Taza, is known to the Army, as is his brother Naiche and brother-in-law Geronimo. Therefore they must remain behind. Any Indian already identified will be missed, and hunted, which would surely further endanger the unnamed 38 who have embarked on a uncharted journey. 

After months of struggle the nameless, now homeless escapees settle high among steep Sierra Madra walls. There they establish the final Apache stronghold, “Pagotzinkay.” 
Back at hell-hole San Carlos, becoming known as the ‘bowl’, Chief Taza agrees to allow the U. S. Government to send him to Washington D.C. where Indians are shuffled around on parade floats as evidence that federal handling of Indian lives is a, “Good thing”. The chief’s private goal is to reach President Grant so he can plead a bit of land be returned to restore Apache homeland. 

Far to the southwest, high among rocky encampment the only grandchild of Chise, young Niño Cochise’s life becomes a peaceful mélange of happy events, tutored by his mother Nodahsti and Chise’s old tribal diwi, Deeodet—until word comes the lad’s father, Taza, is dead. His end arrived in the form of pneumonia. Apache believe Taza was murdered by white-eyes. 

Niño's uncles, Naiche (Taza's brother), and Geronimo (by marriage) break out of San Carlos, leading 700 angry warriors. All head straight to the new Sierra Madras Apache fortress where a state of combat is declared. Geronimo and braves stepped up on a path to launch what will forever be the bloodiest decade in annals of western American history, the "Ten Year Wars." Skilled in weapons of battle, youthful Niño’s heros become "Netdahe"—a term for Geronimo's warriors, Chato, Nanay, Tzoe, and others who vow death to all Whites and Mexicans. Other tribes soon join. Known as "The Wild Ones," they are fierce, fearless, and seldom sober. 

At age 15 Niño follows his heritage, becomes the youngest chief ever approved by full council, while ex-Indian Agent Tom Jeffords helps handle discovery of a thin gold vein known as the “Just laying there,” mine.

= What to work on =
a) In the passage about Niño Cochise, what illness caused Taza's death?
b) Go on with the passage about Niño Cochise, picking up after its final sentence.

= Extracted records =
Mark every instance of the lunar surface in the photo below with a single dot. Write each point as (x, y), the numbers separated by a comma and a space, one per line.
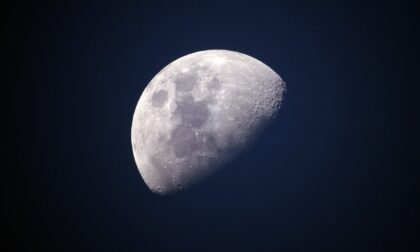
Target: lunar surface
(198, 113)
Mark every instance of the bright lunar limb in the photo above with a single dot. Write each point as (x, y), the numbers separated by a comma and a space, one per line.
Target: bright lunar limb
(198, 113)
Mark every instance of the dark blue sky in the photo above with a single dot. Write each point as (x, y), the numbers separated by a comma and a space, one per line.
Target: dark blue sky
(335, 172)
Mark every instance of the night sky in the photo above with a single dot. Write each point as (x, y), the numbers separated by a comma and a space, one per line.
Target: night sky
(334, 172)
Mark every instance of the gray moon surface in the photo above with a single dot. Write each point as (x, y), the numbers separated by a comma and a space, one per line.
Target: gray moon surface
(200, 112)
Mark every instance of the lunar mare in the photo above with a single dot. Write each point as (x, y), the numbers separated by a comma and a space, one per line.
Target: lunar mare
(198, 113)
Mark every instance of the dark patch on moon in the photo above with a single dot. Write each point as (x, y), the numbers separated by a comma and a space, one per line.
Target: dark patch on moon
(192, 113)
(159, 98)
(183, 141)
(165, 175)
...
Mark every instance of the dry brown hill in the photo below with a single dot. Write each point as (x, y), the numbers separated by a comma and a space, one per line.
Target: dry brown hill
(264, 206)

= Responses to the tasks =
a) Pneumonia.

b)
Niño’s first leadership act is to kidnap a Mexican doctor to save Geronimo, dying of battle injuries. The chief then befriends a stronghold prisoner, U.S. Army deserter Jim Ticer, enlisting the ex-teacher to ply his academic skills by familiarizing the Indians with English. 

At the behest of his mother Niño courts a Mexican girl who betrays the young swain. Later fate bestows on him, love at first sight, he names her Golden Bird. 
Shortly after their wedding his beloved is shot off her horse and dies in his arms. In the most defining act of his life he pursues her murderers, more than 20 Mexican soldiers all the way to the Pacific Ocean before cleansing the world of the last one. 

Becoming less of a wild savage with passing of his mother, of time, Niño finds work in Hollywood on the Jesse L. Lansky lot with Charley Stevens, Bill Russell, Tom Mix, John Wayne. 
At the crash site of a Swift GB-model cabin monoplane, Niño loses half of his right hand, left foot and part of his left leg above the ankle. He is fitted with an artificial lower limb.
Still going strong Niño is cast in a TV series, "High Chaparral" being filmed in Old Tucson. 
At the funeral of Arizona’s governor he meets Kenny Griffith who scribes Niño’s biography. 

When the TV series folds, Niño with wife Minnie’s support, sells signed copies of his book "The First 100 Years Of Niño Cochise" for the local Chamber of Commerce.
Yearning to be ever nearer his cherished Dragoon Mountains, Niño builds a curio shop with attached living quarters—the "Cochise Trading Post", aptly set at the entrance to Boot Hill. 

It's upkeep eventually surpasses his energy, the couple move to nearby Wilcox. There, signing books for the city manager provides an easier life. Again missing his accessorial home, Niño returns to Tombstone where he sells books and photographs at the Montgomery Wards catalog order desk.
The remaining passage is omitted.